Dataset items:
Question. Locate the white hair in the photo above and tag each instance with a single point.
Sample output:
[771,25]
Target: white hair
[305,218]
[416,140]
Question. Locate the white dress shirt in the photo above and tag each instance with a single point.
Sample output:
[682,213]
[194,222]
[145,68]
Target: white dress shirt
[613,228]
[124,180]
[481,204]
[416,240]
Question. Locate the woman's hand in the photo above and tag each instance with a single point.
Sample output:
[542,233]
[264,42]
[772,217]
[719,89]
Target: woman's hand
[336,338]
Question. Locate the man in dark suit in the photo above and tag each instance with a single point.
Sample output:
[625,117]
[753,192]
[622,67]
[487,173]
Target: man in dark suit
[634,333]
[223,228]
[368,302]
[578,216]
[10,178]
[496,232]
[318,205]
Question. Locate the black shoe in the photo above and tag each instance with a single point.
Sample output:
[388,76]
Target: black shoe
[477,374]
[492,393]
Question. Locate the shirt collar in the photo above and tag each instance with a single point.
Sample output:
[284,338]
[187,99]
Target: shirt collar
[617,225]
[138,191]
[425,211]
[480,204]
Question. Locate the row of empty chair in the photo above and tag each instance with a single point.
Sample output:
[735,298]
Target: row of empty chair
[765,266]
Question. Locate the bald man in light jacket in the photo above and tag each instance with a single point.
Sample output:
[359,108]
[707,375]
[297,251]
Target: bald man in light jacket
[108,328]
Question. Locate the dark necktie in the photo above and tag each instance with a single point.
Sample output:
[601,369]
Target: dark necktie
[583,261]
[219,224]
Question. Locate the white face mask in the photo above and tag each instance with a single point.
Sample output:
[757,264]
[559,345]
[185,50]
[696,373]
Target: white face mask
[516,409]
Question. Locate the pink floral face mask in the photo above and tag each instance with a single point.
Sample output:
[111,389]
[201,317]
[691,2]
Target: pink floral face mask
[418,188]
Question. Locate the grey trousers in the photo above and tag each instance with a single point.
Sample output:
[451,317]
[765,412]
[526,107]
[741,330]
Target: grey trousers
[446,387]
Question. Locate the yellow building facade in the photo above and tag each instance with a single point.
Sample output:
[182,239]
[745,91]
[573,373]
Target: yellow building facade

_What the task requires_
Where a line of the data holds the word "facade", copy that line.

_Result of the exercise_
Question. Locate the yellow building facade in the photo above and tag each instance with a single point.
Target: yellow building facade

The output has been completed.